= What to work on =
In the FAQ text on missed court dates and bail reviews below, what are the two acceptable grounds for being granted bail on a Bail Review?
------ Passage given
Frequently Asked Questions
The Criminal Code of Canada, pursuant to section 145, makes it a criminal offence to fail to appear in court as directed by a Justice. As a result, if someone fails to appear at court on a designated date a warrant may be issued for your arrest on the strength of the above section.
Similarly, in situations where an individual is released from the scene station by an officer on a Promise to Appear or Undertaking with conditions and s/he fails to appear for fingerprints or their first court appearance, they can also be charged under the same section for the offence of Failing to Appear.
In some circumstances, however, a lawyer may be able to rescind(or cancel) this warrant if you contact him/her shortly after the scheduled appearance. In addition, in circumstances where you know ahead of time you will be unable to attend Court, a lawyer may be able to assist you in avoiding a charge of fail to appear in the first place by explaining your circumstances to the court in your absence.
In the event you have already been charged,at trial a Court may find you had a lawful excuse for missing your court date if you can provide proof that your failure to attend was not intentional.
In situations where you miss court, regardless of the reason, it is imperative that you retain a lawyer and address the matter as quickly as possible.
Once a bail hearing is completed, the process to change any aspect of the Court’s decision is not simply a matter of having a new bail hearing. Once concluded, the only way to change any determination made at a bail hearing is by: (i) the consent of both the Crown Attorney and Accused Person, or (ii) by Application to the Superior Court of Justice.
This means that if, at your first bail hearing a Justice of the Peace decides that you should be detained in custody, you will only be released on bail if you or your lawyer can convince the prosecutor to agree to release you on bail or if you apply to the Superior Court of Justice.
In most circumstances, the reason an accused person looses their bail hearing is because the Crown Attorney was not prepared to consent to give him/her bail in the first place. As a result, in a majority of cases, it is unlikely you will be able to convince the Crown to agree to release you on bail.
As a result, once a Justice decides to detain you in custody, the only real prospect to get bail is by applying to the Superior Court of Justice for what is called a “Bail Review.” In order to do so, you and your lawyer must file certain documents at the Superior Court of Justice. First, you must order (and pay for) three (3) copies of the written record of what happened at the bail hearing, called the “Transcript,” and provide a copy to the Crown Attorney and Court in advance of your Application for Bail Review. In addition, you must also prepare sworn statements, or affidavits, from all the proposed sureties and also serve them, along with the basis for your application, on the Crown Attorney and the Court. These affidavits should outline not only each proposed sureties personal information but also their proposed plan of supervision for the individual seeking bail.
In the materials filed, the Individual seeking bail must outline the grounds for being granted bail. There are two acceptable grounds for being granted bail:
- The presiding justice made an error in law; or
- There has been a material change in circumstances.
In both circumstances, the responsibility of proving either ground is on the person seeking to be granted bail. To prove an error in law, an individual must show that the presiding Justice decided an issue at the bail hearing that was contrary to established principles in law, such as misapplying one of the three criteria outlined in the Criminal Code with respect to bail. To prove a material change in circumstances, an Applicant must show the court that there has been either a change in the case against him/her since the bail hearing and/or there is a change in the plan of supervision that better addresses the Court’s concerns warranting a release on bail.
Hiring a lawyer for the above process is both costly and time consuming and, as such, it is always best to take your time putting together a strong bail plan in the first instance rather then bringing an application for Bail Review before the Superior Court of Justice.
------------
------ Data rows
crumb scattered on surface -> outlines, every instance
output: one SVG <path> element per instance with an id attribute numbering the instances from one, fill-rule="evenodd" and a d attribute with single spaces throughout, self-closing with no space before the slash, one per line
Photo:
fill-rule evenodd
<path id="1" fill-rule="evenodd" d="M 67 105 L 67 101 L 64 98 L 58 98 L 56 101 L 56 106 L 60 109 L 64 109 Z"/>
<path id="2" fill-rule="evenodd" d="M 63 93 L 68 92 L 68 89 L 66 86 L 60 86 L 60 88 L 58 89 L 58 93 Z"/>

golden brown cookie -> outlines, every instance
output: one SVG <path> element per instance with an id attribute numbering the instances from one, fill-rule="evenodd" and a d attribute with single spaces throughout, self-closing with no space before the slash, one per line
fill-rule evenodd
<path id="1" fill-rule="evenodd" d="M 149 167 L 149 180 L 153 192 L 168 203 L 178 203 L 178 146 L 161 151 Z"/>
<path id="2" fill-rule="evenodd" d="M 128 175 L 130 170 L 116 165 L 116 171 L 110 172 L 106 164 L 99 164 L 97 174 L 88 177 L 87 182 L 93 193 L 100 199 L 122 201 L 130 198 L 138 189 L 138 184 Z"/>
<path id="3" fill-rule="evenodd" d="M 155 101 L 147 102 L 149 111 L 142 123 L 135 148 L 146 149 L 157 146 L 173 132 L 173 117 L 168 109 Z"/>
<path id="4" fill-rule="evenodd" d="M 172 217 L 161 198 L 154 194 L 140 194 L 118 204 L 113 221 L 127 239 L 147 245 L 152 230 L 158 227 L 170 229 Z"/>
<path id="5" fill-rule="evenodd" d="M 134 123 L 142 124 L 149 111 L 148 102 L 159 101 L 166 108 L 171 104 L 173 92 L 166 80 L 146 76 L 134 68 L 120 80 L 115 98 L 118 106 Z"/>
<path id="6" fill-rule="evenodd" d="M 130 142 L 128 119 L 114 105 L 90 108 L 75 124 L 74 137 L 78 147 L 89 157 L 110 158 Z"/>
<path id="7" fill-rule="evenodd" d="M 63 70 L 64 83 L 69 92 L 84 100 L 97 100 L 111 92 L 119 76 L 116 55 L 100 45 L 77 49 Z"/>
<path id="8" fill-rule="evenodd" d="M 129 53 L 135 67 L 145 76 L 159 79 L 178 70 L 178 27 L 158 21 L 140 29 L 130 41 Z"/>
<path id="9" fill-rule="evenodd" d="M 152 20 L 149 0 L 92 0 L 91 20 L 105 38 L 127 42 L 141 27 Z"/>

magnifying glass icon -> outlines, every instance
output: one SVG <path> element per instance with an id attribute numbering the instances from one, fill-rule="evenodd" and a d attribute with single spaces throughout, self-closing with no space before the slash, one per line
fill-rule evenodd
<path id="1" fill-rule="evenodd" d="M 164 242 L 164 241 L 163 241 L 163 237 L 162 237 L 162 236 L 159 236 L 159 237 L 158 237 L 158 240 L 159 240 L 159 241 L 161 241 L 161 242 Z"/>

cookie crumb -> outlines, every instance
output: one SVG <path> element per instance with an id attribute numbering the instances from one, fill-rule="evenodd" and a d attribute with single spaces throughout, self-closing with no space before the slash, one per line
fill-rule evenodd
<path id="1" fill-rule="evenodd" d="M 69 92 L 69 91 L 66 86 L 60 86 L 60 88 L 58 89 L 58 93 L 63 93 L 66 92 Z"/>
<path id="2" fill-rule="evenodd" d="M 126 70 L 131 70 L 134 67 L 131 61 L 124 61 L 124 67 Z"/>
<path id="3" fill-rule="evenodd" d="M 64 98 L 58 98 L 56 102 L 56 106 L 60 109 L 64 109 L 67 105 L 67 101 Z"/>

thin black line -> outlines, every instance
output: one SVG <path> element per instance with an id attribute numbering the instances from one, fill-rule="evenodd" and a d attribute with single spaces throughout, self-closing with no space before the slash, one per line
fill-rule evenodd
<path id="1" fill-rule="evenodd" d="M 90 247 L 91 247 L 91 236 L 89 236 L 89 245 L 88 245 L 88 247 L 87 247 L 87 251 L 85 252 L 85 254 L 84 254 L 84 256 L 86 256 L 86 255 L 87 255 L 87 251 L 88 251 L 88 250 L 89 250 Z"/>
------------
= The response =
The presiding justice made an error in law, or there has been a material change in circumstances.